PROVIDED ENTRIES:
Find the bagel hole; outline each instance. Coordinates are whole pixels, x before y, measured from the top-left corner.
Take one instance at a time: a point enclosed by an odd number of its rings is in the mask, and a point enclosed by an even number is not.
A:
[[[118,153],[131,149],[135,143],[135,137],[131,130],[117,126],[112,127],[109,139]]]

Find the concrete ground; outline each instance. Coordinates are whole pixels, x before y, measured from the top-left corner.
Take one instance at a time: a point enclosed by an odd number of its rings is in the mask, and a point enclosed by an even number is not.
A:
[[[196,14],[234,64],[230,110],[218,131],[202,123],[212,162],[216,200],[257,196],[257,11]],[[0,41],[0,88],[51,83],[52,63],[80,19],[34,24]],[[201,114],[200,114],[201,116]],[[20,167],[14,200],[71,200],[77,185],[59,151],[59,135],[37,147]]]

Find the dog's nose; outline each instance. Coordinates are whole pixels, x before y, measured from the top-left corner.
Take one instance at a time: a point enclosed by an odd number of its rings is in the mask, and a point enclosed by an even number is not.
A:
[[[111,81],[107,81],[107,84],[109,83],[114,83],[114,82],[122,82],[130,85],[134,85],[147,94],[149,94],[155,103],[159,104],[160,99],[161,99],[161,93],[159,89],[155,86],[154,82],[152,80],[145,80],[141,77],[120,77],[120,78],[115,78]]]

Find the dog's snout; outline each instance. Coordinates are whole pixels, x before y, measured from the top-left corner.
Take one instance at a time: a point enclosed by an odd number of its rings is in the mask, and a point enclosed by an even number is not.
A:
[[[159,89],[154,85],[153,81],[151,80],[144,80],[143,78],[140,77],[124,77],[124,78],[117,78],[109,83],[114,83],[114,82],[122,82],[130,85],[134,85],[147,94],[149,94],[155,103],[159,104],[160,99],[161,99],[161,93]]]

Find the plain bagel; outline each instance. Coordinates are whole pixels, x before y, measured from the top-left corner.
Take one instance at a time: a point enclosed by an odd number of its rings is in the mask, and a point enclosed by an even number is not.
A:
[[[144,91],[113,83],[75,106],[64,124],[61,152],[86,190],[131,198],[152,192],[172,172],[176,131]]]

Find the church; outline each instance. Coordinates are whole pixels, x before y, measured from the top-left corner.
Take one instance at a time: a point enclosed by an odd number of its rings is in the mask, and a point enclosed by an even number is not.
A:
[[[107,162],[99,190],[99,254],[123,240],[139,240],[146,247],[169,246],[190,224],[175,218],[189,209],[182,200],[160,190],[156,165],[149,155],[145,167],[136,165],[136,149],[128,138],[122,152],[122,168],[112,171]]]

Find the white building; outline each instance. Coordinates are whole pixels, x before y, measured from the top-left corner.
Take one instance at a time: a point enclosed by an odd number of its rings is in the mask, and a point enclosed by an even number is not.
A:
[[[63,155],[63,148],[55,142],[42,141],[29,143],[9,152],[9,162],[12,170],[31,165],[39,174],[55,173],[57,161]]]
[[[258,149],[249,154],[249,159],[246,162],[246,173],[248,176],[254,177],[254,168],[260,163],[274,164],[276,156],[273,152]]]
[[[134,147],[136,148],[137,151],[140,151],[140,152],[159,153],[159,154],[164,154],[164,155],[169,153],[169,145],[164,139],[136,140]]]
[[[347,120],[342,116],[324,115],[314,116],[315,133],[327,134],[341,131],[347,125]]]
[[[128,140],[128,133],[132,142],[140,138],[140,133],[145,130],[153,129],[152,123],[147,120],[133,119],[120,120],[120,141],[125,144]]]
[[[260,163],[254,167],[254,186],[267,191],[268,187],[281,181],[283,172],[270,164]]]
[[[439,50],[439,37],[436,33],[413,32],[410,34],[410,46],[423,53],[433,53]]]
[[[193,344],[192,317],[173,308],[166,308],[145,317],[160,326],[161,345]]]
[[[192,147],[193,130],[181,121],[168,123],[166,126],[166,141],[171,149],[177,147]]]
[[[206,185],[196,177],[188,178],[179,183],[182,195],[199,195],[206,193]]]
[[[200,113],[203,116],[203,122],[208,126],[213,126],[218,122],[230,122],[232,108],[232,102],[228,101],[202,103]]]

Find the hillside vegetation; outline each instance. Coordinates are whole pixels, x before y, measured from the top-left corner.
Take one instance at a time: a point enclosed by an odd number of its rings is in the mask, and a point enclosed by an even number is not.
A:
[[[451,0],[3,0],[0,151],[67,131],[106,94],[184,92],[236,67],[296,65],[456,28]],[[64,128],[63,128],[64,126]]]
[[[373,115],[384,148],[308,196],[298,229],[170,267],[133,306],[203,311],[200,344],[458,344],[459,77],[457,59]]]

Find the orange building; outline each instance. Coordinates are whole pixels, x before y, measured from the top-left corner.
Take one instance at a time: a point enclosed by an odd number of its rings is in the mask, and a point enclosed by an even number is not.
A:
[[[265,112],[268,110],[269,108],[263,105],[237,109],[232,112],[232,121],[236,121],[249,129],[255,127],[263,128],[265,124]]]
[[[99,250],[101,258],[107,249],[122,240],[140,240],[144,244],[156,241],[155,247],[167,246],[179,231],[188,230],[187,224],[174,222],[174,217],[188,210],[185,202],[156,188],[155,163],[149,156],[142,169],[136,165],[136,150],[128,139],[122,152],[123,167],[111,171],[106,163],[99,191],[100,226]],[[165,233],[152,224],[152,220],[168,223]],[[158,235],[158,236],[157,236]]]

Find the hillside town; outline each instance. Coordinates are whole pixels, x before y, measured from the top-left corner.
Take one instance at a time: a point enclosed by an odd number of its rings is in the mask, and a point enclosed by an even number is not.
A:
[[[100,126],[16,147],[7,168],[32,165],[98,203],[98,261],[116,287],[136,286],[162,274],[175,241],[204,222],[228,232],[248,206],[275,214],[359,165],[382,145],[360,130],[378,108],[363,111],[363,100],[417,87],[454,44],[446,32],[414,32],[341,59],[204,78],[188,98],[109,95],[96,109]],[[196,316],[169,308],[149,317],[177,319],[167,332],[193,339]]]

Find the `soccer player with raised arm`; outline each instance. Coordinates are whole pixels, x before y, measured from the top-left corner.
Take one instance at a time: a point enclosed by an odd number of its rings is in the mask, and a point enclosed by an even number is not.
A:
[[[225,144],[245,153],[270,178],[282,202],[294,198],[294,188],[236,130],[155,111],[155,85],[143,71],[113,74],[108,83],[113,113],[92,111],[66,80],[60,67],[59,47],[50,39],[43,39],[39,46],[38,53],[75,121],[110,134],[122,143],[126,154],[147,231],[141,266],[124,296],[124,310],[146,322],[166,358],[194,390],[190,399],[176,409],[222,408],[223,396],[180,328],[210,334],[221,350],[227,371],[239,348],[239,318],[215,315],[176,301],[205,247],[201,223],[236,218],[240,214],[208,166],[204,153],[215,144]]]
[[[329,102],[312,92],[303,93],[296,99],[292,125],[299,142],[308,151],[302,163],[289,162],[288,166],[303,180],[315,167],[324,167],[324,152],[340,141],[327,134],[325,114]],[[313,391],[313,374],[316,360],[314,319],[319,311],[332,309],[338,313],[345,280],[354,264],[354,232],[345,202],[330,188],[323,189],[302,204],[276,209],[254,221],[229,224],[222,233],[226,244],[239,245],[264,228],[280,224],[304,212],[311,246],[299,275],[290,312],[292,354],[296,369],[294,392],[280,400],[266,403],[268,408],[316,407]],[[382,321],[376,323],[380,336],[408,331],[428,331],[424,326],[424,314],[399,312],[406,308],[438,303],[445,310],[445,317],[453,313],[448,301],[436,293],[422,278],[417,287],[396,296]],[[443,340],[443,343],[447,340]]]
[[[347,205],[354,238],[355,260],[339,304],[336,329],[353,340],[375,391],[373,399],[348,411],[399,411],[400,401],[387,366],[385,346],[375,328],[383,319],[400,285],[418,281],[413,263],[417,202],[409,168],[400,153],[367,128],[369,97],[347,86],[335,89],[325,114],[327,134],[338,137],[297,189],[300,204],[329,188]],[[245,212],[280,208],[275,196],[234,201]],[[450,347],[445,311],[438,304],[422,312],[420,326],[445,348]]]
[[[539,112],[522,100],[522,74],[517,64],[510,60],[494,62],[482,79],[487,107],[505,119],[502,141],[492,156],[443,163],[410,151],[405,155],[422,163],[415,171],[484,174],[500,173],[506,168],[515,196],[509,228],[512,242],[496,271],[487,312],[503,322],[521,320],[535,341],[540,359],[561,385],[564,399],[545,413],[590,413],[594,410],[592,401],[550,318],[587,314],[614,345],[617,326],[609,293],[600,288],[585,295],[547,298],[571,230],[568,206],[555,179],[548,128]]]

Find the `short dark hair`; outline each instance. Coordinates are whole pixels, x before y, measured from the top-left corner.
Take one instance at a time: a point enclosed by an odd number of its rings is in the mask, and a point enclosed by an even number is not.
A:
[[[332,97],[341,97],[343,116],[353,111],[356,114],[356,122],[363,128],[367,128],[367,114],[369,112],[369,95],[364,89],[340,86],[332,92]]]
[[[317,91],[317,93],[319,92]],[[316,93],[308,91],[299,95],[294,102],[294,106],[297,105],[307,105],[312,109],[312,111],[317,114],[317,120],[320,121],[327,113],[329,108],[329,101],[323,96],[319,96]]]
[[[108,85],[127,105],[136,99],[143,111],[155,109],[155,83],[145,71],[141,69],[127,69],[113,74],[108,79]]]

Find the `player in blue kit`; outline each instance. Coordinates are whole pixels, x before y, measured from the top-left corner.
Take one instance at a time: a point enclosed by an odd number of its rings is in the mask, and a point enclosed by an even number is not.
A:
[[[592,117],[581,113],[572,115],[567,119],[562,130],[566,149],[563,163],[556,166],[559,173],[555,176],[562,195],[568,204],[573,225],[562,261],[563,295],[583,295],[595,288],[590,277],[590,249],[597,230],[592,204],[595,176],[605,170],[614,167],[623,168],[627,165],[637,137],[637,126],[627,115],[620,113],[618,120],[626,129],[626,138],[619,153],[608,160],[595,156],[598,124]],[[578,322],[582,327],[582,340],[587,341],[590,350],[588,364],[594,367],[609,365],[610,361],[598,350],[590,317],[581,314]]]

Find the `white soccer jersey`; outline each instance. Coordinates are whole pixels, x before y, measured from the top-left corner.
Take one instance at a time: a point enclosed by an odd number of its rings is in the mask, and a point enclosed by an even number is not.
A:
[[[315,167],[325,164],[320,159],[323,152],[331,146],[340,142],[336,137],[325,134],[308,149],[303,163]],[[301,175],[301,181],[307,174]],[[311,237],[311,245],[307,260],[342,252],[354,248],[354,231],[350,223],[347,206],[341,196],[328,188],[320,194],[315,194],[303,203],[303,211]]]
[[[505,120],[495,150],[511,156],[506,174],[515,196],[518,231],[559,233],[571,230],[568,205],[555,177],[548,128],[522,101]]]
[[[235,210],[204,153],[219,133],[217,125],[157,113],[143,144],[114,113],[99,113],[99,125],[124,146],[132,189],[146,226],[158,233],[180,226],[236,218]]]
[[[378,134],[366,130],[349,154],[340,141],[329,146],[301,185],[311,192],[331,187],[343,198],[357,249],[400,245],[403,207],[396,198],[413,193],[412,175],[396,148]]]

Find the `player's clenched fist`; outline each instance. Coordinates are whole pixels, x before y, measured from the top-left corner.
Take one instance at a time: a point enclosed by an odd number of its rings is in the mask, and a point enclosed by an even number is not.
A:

GIVEN PROBLEM: Show every line above that contains the word "hillside", copying each one in full.

SOLUTION TO THIS TASK:
Find the hillside vegetation; outline each instance. Coordinates are whole pixels, x before y, measured from the top-left corner.
Find the hillside town; outline each instance. Coordinates are whole pixels, x before y, measured from the top-left corner.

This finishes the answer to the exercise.